> TASK DETAILS:
Which of the lines below include "shadow"? Each one should be copied out.

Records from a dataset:
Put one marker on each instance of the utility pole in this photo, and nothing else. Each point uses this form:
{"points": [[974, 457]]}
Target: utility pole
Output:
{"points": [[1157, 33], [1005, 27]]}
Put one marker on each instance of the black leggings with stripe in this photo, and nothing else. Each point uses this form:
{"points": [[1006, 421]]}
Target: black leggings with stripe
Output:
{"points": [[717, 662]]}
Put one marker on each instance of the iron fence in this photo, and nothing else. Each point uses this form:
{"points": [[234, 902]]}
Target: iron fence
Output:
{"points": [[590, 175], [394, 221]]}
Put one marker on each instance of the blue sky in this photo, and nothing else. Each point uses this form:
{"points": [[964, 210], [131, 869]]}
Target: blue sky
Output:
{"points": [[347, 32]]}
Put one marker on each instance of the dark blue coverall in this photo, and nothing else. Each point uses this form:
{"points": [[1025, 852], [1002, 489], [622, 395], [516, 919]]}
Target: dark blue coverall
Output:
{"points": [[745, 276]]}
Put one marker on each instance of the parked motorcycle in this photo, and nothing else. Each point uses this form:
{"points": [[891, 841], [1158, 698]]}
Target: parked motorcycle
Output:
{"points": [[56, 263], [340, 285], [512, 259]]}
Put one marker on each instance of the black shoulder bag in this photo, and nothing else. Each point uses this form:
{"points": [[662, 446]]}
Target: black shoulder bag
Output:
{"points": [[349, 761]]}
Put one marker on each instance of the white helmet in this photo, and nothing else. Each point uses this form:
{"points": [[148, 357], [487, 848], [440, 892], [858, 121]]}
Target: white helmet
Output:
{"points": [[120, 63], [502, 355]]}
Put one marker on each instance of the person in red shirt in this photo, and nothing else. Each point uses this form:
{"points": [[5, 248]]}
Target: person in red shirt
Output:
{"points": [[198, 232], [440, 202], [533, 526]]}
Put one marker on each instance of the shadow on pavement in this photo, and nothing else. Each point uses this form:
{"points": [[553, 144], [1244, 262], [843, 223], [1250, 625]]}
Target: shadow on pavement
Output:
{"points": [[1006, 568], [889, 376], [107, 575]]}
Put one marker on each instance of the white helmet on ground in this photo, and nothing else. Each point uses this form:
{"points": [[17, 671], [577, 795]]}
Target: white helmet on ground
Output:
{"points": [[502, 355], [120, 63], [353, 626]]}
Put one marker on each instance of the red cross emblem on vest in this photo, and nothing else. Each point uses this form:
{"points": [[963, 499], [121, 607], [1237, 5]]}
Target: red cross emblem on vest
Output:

> EXERCISE SOLUTION:
Put one marker on each instance of the shadow on pavement in this photo, and nothing else. Each point uses this form:
Target: shadow on pavement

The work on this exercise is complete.